EXERCISE PASSAGE =
[Start of section]

“Get down everyone and feel the striations,” my dad said, demonstrating by gliding his hand over the rough rocks. “These were created by glaciers in the last ice age between 110,000 and 11,700 years ago.”
This was part of a yearly lecture, given to me and my sisters, as we hiked across the Canadian Shield in Algonquin Park. As we explored the park and its confines, hiking trails every day, my dad would teach us about rocks and fossils. And as children, that is amazing, because we got to see dinosaurs!
Well, they weren’t dinosaurs. They were older than dinosaurs – although some of the fossils we found might be from around the same time but ten year olds rarely have the expertise to make that complex judgement. We found Paleozoic crinoids, trilobites, brachiopods, and cephalopods from about 541 Million Years – 252 Million years ago. They lined the limestone beaches of Lake Ontario. And it was heaven for a group of children who were interested in the mysteries that the shale revealed.
My parents encouraged this continued exploration by buying me guides to rocks and fossils (which I still have). My dad taught us about rocks and how fossils were formed. They took me to museums where I could learn more. And most importantly, they took me to places where I could find fossils or witness archeological digs.
Even now, as an adult, I look for fossils when I am exploring new places. You can find them in the strangest of places; the sidewalks of Amsterdam, the pillars in Durham Cathedral, the countertop in my friend’s kitchen in Vienna.
Brachiopods in the Bathroom
You really do not have to go far to find fossils or interesting rocks, for that matter. The new trend for stone countertops and tiles means that you might already have fossils in your house you just havn’t realized it yet.
My friend has a beautiful sandstone countertop in her kitchen. The thick stone slabs cover the kitchen island and the back counter. If you look closely you can see the soft whorls of shells and the ribs of bivalves embedded deep within the stone.
If you ever have the chance, looking at the Frosterly Marble in Durham is a worthwhile experience. The polished limestone pillars of Durham Cathedral are crowded with crinoids. Which means that by the end of a visit there you will be able to identify all the parts of a fossilized crinoid. Handy information for when you see them on an Amsterdam paving stone or doorstep.
All you need is a handy guide for fossils. One of my guides is from my early childhood, with my name in pink childish cursive written on the fly leaf. Another brief guide can be found in one of my textbooks from university. However, they can be purchased almost anywhere.

[End of section]

DATA RECORDS =
[Start of section]

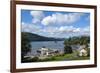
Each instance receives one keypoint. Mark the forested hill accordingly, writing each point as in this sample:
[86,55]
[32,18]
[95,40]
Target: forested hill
[36,37]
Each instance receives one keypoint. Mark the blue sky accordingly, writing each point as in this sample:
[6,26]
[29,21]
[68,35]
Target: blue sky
[55,24]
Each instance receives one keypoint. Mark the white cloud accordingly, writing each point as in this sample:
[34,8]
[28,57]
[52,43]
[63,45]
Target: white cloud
[61,19]
[37,16]
[61,31]
[30,28]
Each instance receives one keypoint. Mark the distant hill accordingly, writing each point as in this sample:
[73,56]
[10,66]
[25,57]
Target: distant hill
[36,37]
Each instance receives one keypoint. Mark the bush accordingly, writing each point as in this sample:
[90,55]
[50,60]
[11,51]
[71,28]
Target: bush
[68,49]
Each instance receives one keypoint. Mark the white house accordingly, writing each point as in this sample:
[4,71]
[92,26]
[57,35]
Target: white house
[82,51]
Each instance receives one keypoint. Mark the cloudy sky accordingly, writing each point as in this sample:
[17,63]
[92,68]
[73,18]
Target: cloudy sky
[55,24]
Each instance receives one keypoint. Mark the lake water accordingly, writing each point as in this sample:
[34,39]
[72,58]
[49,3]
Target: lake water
[48,44]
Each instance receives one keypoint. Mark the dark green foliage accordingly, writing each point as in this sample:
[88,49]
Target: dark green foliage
[25,46]
[67,50]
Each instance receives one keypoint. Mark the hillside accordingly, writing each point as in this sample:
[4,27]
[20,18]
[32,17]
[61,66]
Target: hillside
[36,37]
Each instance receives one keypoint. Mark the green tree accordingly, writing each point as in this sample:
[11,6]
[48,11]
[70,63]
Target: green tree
[25,46]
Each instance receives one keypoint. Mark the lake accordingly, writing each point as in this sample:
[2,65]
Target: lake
[48,44]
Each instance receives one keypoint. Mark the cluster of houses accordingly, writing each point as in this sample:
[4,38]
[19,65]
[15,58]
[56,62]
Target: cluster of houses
[47,52]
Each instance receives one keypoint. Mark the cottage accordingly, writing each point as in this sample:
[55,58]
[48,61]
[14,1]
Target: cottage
[47,52]
[82,51]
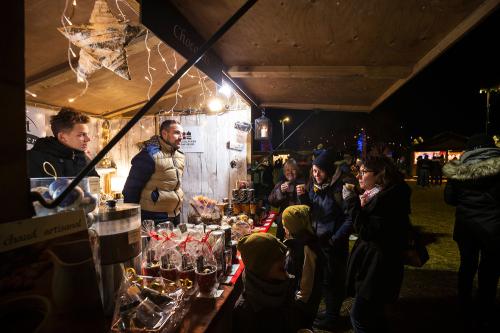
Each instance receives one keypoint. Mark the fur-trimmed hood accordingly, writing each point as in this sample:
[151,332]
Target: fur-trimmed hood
[474,164]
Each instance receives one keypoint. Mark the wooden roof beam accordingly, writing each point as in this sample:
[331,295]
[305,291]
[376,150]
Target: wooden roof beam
[480,13]
[136,106]
[324,107]
[318,72]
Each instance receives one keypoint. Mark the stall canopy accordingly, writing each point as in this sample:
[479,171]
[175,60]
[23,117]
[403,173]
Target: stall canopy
[332,54]
[51,82]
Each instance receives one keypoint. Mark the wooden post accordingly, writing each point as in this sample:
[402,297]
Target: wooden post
[14,182]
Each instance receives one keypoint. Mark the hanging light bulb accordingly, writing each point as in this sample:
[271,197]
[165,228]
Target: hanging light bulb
[263,128]
[32,94]
[225,90]
[215,105]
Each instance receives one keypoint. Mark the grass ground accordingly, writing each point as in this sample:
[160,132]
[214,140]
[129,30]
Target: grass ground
[427,299]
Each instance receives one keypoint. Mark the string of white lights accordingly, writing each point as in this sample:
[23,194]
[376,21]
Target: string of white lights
[79,78]
[120,10]
[177,95]
[149,78]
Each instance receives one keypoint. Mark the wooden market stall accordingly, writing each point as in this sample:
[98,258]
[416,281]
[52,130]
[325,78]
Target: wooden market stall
[328,55]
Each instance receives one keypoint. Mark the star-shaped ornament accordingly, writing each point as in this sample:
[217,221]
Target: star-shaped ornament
[102,42]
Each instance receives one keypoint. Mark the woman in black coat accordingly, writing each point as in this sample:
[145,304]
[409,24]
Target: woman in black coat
[284,193]
[380,216]
[474,188]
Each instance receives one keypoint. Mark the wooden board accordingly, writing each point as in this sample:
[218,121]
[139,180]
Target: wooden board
[326,43]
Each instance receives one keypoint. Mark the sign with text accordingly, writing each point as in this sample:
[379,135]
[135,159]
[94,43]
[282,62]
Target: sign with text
[192,140]
[39,229]
[168,24]
[48,279]
[35,125]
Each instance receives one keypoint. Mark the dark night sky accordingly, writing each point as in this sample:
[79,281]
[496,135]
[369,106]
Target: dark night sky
[442,97]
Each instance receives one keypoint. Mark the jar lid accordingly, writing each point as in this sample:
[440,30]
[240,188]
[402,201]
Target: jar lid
[120,211]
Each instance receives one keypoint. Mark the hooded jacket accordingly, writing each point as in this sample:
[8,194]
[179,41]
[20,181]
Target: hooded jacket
[67,162]
[329,220]
[265,306]
[474,188]
[154,181]
[375,269]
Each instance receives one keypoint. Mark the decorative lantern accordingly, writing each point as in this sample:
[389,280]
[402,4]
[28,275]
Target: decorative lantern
[263,128]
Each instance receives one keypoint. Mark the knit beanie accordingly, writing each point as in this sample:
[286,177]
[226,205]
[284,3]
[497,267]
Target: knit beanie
[296,219]
[259,251]
[326,162]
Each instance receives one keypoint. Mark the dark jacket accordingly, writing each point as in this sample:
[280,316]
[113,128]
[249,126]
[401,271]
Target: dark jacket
[474,188]
[265,306]
[305,261]
[375,269]
[67,162]
[283,200]
[329,220]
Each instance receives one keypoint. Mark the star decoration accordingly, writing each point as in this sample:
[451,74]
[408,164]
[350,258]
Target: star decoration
[102,42]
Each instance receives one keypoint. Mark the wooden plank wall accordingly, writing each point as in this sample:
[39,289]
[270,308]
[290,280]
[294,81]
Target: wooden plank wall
[208,173]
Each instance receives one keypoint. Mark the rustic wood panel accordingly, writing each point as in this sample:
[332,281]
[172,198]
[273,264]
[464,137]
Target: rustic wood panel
[345,90]
[323,32]
[50,77]
[209,173]
[338,35]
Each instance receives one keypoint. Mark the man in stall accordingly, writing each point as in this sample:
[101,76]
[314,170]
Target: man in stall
[154,180]
[66,153]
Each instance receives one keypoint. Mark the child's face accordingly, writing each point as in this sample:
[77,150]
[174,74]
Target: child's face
[277,271]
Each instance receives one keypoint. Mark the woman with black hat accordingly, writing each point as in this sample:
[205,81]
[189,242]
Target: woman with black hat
[332,227]
[474,188]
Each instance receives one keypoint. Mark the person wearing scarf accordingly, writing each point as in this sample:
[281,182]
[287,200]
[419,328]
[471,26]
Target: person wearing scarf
[473,187]
[304,261]
[332,228]
[380,217]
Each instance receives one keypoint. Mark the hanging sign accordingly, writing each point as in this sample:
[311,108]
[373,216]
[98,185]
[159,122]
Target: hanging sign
[35,125]
[168,24]
[192,140]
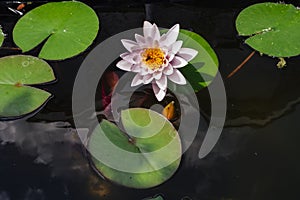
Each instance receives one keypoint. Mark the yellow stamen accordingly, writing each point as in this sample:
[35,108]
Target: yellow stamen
[153,58]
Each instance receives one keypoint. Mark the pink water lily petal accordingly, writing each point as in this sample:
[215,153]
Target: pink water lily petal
[157,75]
[159,94]
[147,29]
[178,62]
[143,71]
[140,39]
[176,46]
[162,82]
[133,58]
[177,77]
[136,68]
[155,34]
[187,53]
[147,78]
[124,65]
[137,80]
[170,37]
[168,70]
[130,45]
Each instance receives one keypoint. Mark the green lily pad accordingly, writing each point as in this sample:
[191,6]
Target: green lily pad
[203,68]
[68,28]
[273,28]
[1,36]
[157,197]
[16,74]
[147,155]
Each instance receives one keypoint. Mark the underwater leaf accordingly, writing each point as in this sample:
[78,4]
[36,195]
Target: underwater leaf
[1,36]
[150,149]
[16,74]
[273,28]
[203,68]
[67,28]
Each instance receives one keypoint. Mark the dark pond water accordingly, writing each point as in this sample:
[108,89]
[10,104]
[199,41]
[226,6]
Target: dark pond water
[257,156]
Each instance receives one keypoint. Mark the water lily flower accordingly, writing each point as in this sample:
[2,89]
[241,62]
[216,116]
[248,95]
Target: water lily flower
[156,58]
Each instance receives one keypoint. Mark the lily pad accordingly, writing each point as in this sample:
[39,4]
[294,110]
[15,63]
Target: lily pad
[67,28]
[16,74]
[273,28]
[203,68]
[147,155]
[1,36]
[157,197]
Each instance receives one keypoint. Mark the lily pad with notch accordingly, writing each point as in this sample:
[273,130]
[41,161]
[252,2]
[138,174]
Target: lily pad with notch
[66,28]
[145,156]
[203,68]
[18,74]
[272,28]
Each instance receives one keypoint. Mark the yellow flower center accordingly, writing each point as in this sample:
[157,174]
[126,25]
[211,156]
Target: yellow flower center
[153,58]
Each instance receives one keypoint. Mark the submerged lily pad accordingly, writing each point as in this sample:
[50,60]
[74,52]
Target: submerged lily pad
[147,155]
[67,28]
[16,74]
[157,197]
[203,68]
[273,28]
[1,36]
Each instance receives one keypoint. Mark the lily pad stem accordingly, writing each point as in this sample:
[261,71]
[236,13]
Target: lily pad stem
[241,65]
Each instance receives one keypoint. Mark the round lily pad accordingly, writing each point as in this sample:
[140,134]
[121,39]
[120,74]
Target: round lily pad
[17,73]
[67,28]
[273,28]
[144,156]
[203,68]
[1,36]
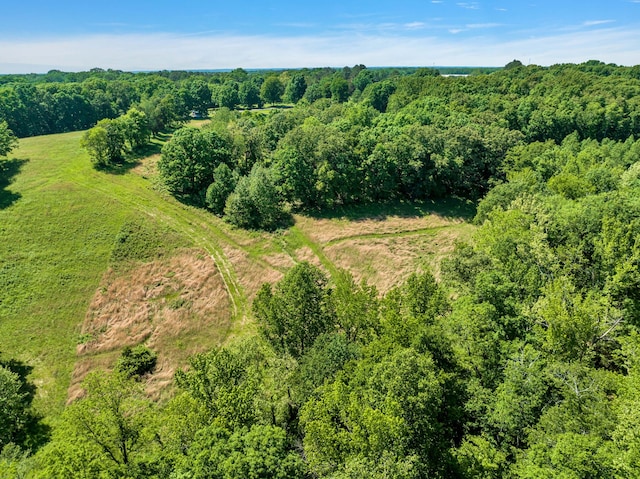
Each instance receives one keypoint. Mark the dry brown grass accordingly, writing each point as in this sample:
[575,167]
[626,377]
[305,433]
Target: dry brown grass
[327,230]
[387,261]
[177,307]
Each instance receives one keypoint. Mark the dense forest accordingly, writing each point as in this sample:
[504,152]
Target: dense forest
[519,359]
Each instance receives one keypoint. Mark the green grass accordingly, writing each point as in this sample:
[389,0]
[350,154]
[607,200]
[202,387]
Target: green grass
[64,224]
[56,239]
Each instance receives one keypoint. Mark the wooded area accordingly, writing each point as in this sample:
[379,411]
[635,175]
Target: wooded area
[520,359]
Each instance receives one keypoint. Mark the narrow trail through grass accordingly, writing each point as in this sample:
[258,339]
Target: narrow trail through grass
[62,217]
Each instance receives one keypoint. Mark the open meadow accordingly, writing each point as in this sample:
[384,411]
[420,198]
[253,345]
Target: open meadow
[92,261]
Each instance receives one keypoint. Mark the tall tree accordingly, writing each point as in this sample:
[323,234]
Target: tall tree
[293,315]
[8,141]
[272,90]
[189,159]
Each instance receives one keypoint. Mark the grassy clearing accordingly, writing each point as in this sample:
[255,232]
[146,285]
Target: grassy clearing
[91,261]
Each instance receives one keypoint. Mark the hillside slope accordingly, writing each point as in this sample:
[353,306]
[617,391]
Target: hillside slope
[92,261]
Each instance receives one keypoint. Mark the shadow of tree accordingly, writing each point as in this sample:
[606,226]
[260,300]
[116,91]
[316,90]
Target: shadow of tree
[8,170]
[34,433]
[133,158]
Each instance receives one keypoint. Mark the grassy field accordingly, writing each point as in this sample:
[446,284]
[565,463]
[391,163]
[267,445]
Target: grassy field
[92,261]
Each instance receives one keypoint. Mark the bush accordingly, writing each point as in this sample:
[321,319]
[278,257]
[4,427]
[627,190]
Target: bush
[136,361]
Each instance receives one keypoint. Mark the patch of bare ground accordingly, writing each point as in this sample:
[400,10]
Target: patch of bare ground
[148,167]
[176,306]
[250,273]
[327,230]
[387,261]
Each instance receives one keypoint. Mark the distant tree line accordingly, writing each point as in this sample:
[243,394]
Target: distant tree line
[519,361]
[59,101]
[354,137]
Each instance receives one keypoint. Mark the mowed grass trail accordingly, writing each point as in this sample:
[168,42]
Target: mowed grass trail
[58,225]
[68,304]
[55,242]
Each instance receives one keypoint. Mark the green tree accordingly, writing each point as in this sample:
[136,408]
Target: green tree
[226,382]
[137,361]
[249,95]
[262,452]
[95,142]
[189,159]
[14,404]
[135,128]
[104,434]
[227,95]
[255,202]
[339,89]
[224,182]
[297,311]
[271,90]
[8,141]
[295,88]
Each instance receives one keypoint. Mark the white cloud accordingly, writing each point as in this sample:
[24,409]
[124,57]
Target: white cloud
[591,23]
[469,5]
[483,25]
[170,51]
[414,25]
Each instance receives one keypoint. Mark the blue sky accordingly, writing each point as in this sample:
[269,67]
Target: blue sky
[37,36]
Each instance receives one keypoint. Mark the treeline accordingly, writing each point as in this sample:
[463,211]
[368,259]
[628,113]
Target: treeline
[401,138]
[520,362]
[59,101]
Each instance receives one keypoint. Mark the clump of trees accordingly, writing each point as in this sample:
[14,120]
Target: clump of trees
[519,361]
[107,141]
[8,140]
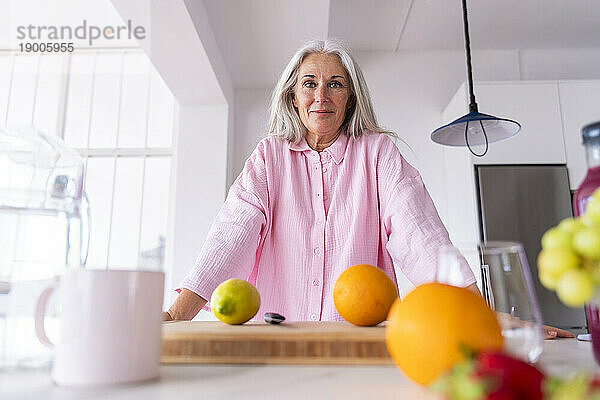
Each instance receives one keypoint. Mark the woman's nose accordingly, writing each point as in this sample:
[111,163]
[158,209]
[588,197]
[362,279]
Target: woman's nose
[321,95]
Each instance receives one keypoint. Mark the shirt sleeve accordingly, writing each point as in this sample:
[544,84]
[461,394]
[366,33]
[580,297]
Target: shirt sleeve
[414,228]
[231,246]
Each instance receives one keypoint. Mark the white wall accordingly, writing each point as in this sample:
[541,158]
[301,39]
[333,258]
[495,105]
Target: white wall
[410,90]
[200,172]
[250,124]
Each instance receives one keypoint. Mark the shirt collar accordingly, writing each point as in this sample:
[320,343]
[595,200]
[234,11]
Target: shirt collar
[336,150]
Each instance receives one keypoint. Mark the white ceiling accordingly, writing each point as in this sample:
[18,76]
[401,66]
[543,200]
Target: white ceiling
[257,37]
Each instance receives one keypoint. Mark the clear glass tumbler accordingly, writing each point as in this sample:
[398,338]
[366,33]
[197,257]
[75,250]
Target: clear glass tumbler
[504,278]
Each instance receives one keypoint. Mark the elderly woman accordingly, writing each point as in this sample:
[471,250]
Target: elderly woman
[327,189]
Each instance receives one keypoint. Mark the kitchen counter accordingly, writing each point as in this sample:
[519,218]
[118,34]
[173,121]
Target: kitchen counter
[561,357]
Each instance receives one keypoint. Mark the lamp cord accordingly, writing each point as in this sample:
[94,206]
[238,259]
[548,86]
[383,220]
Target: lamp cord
[487,145]
[472,104]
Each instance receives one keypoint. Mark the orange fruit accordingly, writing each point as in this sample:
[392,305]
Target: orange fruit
[363,295]
[426,331]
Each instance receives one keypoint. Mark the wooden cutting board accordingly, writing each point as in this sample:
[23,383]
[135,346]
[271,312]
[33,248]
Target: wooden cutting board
[213,342]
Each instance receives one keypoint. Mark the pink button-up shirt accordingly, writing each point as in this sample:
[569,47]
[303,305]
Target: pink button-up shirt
[295,219]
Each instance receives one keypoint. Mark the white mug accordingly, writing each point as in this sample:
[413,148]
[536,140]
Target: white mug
[110,326]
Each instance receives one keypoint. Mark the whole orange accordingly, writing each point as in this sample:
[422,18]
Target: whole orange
[363,295]
[426,331]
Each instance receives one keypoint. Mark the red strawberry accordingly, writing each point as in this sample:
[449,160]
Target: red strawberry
[524,381]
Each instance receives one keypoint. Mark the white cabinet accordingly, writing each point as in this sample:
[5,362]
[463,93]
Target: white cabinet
[551,114]
[579,105]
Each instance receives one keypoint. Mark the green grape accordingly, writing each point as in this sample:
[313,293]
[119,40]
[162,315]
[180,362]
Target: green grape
[587,243]
[555,262]
[556,238]
[549,281]
[570,225]
[593,267]
[587,221]
[592,210]
[575,287]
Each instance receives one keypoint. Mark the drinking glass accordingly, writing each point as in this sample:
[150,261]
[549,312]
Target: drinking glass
[503,275]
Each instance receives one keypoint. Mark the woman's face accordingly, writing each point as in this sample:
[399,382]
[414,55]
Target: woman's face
[322,94]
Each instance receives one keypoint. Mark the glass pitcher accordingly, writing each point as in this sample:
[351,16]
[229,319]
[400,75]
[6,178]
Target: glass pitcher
[44,229]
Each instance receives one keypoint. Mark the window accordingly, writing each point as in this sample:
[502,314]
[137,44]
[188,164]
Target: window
[113,107]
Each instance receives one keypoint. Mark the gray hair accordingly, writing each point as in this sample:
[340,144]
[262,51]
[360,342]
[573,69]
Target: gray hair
[285,122]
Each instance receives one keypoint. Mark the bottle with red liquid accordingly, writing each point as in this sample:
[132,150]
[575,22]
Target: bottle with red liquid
[591,140]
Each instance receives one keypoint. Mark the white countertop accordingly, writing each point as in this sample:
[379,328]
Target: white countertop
[178,382]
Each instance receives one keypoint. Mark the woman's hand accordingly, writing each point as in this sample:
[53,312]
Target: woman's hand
[185,307]
[550,332]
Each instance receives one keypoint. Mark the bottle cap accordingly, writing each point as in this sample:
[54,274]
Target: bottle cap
[591,132]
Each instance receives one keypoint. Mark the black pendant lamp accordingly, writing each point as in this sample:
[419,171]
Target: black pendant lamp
[474,128]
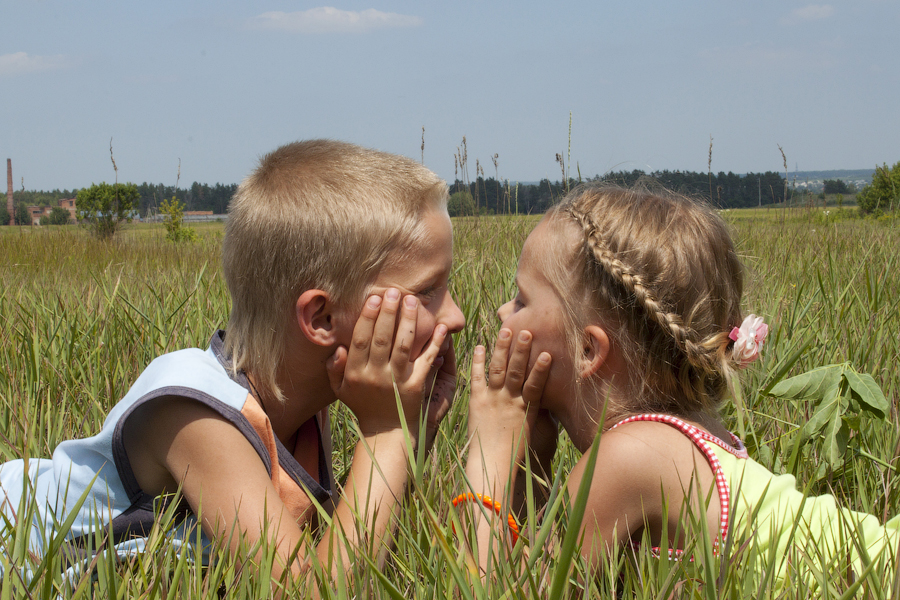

[End of section]

PROBLEMS AND TASKS =
1/ In the fossil-hunting essay, what kind of stone makes up the pillars of Durham Cathedral?
2/ Retype the part of the fossil-hunting essay from "Even now, as" to "within the stone.", keeping every word unchanged.
3/ Continue the fossil-hunting essay from its last sentence.

EXPECTED RESULTS =
1/ Polished limestone (the Frosterly Marble).

2/
Even now, as an adult, I look for fossils when I am exploring new places. You can find them in the strangest of places; the sidewalks of Amsterdam, the pillars in Durham Cathedral, the countertop in my friend’s kitchen in Vienna.
Brachiopods in the Bathroom
You really do not have to go far to find fossils or interesting rocks, for that matter. The new trend for stone countertops and tiles means that you might already have fossils in your house you just havn’t realized it yet.
My friend has a beautiful sandstone countertop in her kitchen. The thick stone slabs cover the kitchen island and the back counter. If you look closely you can see the soft whorls of shells and the ribs of bivalves embedded deep within the stone.

3/
You also need to train your eye. For this, there are museums. The Natural History Museum in Vienna has an extensive fossil collection. On my first visit, I was enamoured with the trilobite collection as it reminded me of summers spent on the beach, hunting for the ever-elusive complete fossil. Museums generally have the most complete fossil records and will help you to learn what to look for when you are out hunting on your own.
Nodosaurs in the News
As the history of archeology tells us, you do not need to actually be an archeologist to make important finds. This became especially relevant in the last few weeks. In 2011, a group of Canadian miners found a Nodosaur fossil. It is one of the most complete Nodosaur fossils ever found and it was just put on public display. And it is one of the most amazing dinosaur fossil finds ever.
While it is difficult to mistake this incredibly preserved 110-Million-year-old dinosaur for a stone the same cannot be said for some of the smaller fossils. Recently, scientists announced that they have found some of the world’s oldest fossils, in Canada, on the Canadian Shield. The microfossils were revealed in March of this year and scientists believe they are early bacteria from 3.8 Billion years ago.
And while you likely will not have the equipment to discern the tiniest of fossils it is always a good idea to know what has caught your eye in the stone.
While we never would have found those early bacteria on our hikes on the Canadian Shield we did learn a great deal about exploring. The thrill of discovery, even of the tiniest crinoid, is enough to keep you hunting for more.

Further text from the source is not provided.